Stored records >>
_ _ _ _
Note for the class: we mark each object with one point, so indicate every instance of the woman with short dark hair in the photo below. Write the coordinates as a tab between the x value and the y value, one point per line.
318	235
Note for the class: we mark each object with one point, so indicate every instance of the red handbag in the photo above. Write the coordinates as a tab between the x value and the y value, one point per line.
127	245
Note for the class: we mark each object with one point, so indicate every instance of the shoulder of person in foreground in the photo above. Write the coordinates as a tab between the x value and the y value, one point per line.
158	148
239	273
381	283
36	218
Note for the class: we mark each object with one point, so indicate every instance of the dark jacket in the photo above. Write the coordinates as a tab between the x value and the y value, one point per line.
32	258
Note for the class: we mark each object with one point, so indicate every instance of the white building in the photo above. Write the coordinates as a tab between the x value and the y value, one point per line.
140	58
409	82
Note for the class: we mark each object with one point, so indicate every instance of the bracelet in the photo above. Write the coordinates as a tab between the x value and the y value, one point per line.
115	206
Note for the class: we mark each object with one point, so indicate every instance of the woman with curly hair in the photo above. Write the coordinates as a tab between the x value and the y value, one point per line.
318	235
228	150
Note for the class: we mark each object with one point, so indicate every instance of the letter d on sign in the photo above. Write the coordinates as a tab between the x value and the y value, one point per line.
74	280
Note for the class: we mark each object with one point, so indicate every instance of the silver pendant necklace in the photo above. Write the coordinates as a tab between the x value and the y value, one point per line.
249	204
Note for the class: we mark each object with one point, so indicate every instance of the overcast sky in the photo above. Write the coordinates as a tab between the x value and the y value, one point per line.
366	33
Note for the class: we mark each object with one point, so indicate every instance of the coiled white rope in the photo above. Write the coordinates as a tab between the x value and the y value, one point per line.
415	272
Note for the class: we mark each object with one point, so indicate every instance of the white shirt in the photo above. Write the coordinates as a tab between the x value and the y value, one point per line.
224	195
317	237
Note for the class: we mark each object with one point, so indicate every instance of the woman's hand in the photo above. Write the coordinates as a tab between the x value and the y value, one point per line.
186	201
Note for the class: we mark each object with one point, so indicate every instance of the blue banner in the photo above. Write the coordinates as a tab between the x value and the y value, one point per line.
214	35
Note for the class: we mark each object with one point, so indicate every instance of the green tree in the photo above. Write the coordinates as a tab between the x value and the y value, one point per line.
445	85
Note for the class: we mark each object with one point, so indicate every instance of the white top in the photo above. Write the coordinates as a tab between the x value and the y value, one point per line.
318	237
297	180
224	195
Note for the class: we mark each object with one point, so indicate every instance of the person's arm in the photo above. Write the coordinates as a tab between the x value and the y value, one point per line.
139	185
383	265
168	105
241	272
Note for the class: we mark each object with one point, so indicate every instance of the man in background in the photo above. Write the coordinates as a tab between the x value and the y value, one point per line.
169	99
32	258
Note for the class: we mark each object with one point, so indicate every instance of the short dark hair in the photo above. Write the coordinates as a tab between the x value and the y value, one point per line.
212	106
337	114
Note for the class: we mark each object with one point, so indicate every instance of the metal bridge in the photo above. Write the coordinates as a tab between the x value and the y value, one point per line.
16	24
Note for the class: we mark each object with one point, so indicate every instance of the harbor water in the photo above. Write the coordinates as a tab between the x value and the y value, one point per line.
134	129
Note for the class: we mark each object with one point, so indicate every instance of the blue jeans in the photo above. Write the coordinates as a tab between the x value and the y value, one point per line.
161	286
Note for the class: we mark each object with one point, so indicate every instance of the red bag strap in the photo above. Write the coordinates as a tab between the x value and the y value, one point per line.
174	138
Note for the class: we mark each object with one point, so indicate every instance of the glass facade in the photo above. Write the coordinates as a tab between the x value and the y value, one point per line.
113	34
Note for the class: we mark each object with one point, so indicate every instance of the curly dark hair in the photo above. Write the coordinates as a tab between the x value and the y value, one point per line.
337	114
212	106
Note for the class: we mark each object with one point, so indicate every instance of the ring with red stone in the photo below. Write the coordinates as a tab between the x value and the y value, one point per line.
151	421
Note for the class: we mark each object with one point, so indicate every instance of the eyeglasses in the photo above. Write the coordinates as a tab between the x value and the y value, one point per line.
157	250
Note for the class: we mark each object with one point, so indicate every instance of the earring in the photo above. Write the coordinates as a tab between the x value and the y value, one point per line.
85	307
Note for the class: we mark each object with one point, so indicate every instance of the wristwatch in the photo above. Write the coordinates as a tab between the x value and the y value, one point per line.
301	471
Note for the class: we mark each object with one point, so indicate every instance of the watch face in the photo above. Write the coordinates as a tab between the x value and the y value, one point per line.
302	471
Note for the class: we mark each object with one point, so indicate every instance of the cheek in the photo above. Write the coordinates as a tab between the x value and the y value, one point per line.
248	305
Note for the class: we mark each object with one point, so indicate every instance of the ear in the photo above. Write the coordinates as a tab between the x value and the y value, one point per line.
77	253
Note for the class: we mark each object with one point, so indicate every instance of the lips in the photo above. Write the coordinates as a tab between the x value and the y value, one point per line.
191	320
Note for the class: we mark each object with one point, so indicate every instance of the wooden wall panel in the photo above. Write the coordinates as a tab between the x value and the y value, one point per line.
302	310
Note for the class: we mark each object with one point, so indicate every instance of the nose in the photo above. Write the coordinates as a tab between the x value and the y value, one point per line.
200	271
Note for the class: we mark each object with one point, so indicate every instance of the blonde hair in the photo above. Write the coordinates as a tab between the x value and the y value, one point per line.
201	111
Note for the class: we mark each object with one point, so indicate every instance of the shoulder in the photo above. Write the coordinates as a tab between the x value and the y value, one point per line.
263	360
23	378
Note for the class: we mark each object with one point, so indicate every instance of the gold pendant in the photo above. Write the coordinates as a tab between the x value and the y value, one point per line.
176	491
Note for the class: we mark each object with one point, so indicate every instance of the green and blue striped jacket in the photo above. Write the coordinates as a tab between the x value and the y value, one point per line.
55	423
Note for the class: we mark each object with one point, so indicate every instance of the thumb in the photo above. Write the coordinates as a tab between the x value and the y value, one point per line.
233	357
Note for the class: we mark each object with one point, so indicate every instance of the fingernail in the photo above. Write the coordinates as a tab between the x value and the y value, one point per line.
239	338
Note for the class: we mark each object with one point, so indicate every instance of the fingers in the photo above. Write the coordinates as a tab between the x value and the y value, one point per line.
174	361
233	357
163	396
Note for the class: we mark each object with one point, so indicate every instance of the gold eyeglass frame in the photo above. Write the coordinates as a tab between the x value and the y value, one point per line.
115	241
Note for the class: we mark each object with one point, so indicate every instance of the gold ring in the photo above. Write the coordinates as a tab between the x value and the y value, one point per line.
_ _ _ _
Required work >> Can you give all the rows above again, changing "Note for the class" to "Reminder for the team" and keeping everything else the same?

Solution to this problem >>
Reminder for the team: we mark each object with one point, so indicate every instance of the woman with short dark hair in the photo below. Write the coordinates as a tab between the x value and the y value, one point per line.
318	235
Reminder for the team: we mark each object with one point, so indicate every instance of the red handbag in the photo above. Write the coordinates as a tab between the x value and the y value, one point per line.
127	245
Reminder for the team: we mark each object with one point, so indicate every instance of the shoulder of person in foreground in the photo above. Write the coordinates as a tab between the x value and the y value, one point per line.
158	148
239	273
381	283
36	218
Reminder for the team: we mark each object with one point, so indicate every instance of the dark jacket in the photo above. Write the coordinates as a tab between the x value and the y value, one point per line.
32	258
Reminder for the team: we mark each object with one point, so indicate every instance of the white building in the photo above. Write the coordinates as a tab between the x value and the y value, one point per line.
140	58
409	82
Reminder for the team: we mark each object with one point, so indicate every instance of the bracelet in the photo above. Write the coordinates as a tab between the x value and the y value, one point per line.
115	206
Reminder for the team: we mark each object with one point, so indicate every instance of the woman with curly hair in the photo above. Write the coordinates as a tab between the x value and the y value, one point per line.
318	235
228	150
Reminder for the team: we mark each object with one point, so indicate every instance of the letter d on sign in the photo above. Write the coordinates as a tab between the x value and the y value, one point per line.
74	280
Reminder for the team: we mark each object with one point, so indicate every instance of the silver pendant necklace in the photo above. Write the coordinates as a tab between the x value and the y value, one point per line.
249	204
Reminder for the team: we mark each object with one point, so indicate every instance of the overcast sky in the photo above. Write the coordinates as a tab between the x value and the y value, one point per line.
366	33
Reminder for the team: we mark each object with one point, so indicate every instance of the coiled white rope in the photo above. Write the coordinates as a tab between the x value and the y value, one point per line.
415	272
Reminder for the team: we mark each object with one point, so indicate every instance of the white shirt in the photo above. Write the coordinates as a tab between the x value and the y value, one point per line.
224	195
317	237
Reminder for the team: we mark each object with one point, so indicate every instance of the woman's hand in the photo above. Write the coordinates as a tab between the x value and the y value, one point per line.
186	201
Reminder for the team: we mark each object with one point, so indicate every instance of the blue banner in the photo above. Write the coordinates as a tab between the x value and the y value, one point per line.
214	35
Reminder for the team: we mark each object with one point, so indicate every instance of the green tree in the photo above. Write the coordinates as a tab between the x value and the y value, one point per line.
445	85
Reminder for the team: we mark each object with one point, so indicate every instance of the white top in the photo above. Write the coordinates as a tab between the x value and the y value, one point per line.
318	237
297	180
224	195
Reminder for the team: we mark each object with one point, so indicate every instance of the person's arm in the photo above. Write the coordinates as a tab between the x value and the y value, one point per line.
139	185
383	265
168	105
241	272
Reminder for the team: we mark each object with one point, so indicate every instance of the man in background in the photo above. Write the coordinates as a tab between the x value and the y value, one point per line.
169	99
32	258
Reminder for the team: we mark each object with one point, so indicate every instance of the short dark hair in the photo above. Write the coordinates as a tab between the x value and the y value, one point per line.
212	106
337	114
Reminder for the team: we mark each object with one point, so indicate every instance of the metal bridge in the photo above. Write the coordinates as a tab between the x value and the y value, one point per line.
16	24
Reminder for the team: we mark each object with one point, so indicate every instance of the harbor water in the photo above. Write the coordinates as a tab between the x value and the y value, one point per line.
134	129
Reminder for the team: we mark each object with one point, so indicate every instance of the blue jeans in the photo above. Write the coordinates as a tab between the x value and the y value, one point per line.
161	286
Reminder for the team: we mark each object with one point, so indicate every instance of the red bag strap in the photo above. Write the coordinates as a tab between the x value and the y value, one point per line.
174	138
Reminder for the team: we mark each object with one point, so indicate every instance of the glass facade in the photo above. Write the coordinates as a tab between the x value and the y value, one point per line.
113	34
Reminder for the team: we mark each object with one point, so indicate every instance of the curly dark hair in the photo above. Write the coordinates as a tab between the x value and the y value, one point per line.
337	114
212	106
Reminder for the team: we mark each object with one point, so indicate every instance of the ring with red stone in the photo below. Write the coordinates as a tab between the x value and the y value, one point per line.
151	421
Reminder for the team: we mark each object with one point, so indicate every instance of the eyeglasses in the photo above. Write the coordinates as a tab between the x value and the y value, one point per line.
157	250
Reminder for the team: we mark each object with one point, so indicate every instance of the earring in the photo above. Write the coordinates as a tab between the x value and the y value, one point per line.
85	307
Reminder for the team: we mark each object with one point, so indicate every instance of the wristwatch in the photo above. Write the coordinates as a tab between the x value and the y value, one point per line.
301	471
Reminder for the team: we mark each object with one point, so indicate every instance of the watch face in the photo above. Write the coordinates as a tab between the x value and the y value, one point per line.
302	471
Reminder for the team: we mark each object with one point, so indicate every instance of the cheek in the photo above. Write the coordinates as a tab between the x value and the y value, one point per line.
248	305
Reminder for the team: we mark each object with one point, so indicate every instance of the ear in the photo above. Write the coordinates as a tab between the x value and the y value, one point per line.
77	253
Reminder for the team: we mark each object with one point, so indicate every instance of the lips in the photo above. Write the coordinates as a tab between the x value and the y value, one point per line.
191	320
Reminder for the team: we mark each object with one point, so indicate every instance of the wooden wall panel in the photo above. Write the coordinates as a tab between the x value and the y value, one point per line.
302	310
Reminder for the team: we mark each object with one point, so indicate every instance of the nose in the photo above. Write the coordinates as a tab between the x value and the y value, one point per line.
200	271
Reminder for the team: we mark each object with one point, so indicate every instance of the blonde hair in the photo above. Write the coordinates as a tab between the x value and the y value, one point per line.
201	111
Reminder for the team: we mark each object with one point, so indicate every instance of the shoulder in the photo above. Write the coordinates as a tab between the x value and the y value, one point per line.
263	360
23	378
Reminder for the team: we mark each object with one point, so indicate every instance of the gold pendant in the photo above. Write the coordinates as a tab between the x value and the y value, one point per line.
176	491
Reminder for the team: we mark each object with one point, so indicate every instance of the green and blue striped jacket in the photo above. Write the coordinates as a tab between the x value and the y value, one point per line.
55	423
Reminder for the team: we mark each object with one point, so indicate every instance of the thumb in the photo above. Write the coordinates as a tab between the x value and the y value, one point per line.
233	357
Reminder for the team: we mark each object with one point, so indicate every instance of the fingernail in the photo above. Write the coordinates as a tab between the x value and the y value, one point per line.
239	338
Reminder for the team: we mark each object with one point, so indicate every instance of the fingers in the photo above. Write the coordinates as a tab between the x value and the y value, one point per line.
174	361
233	357
163	396
Reminder for the team: we mark each object with one point, so indicate every instance of the gold eyeglass frame in the photo above. Write the coordinates as a tab between the x value and the y value, one point per line.
115	241
Reminder for the team: we mark each object with one point, so indicate every instance of the gold ring in the photo above. Write the coordinates as a tab between the x value and the y value, one point per line.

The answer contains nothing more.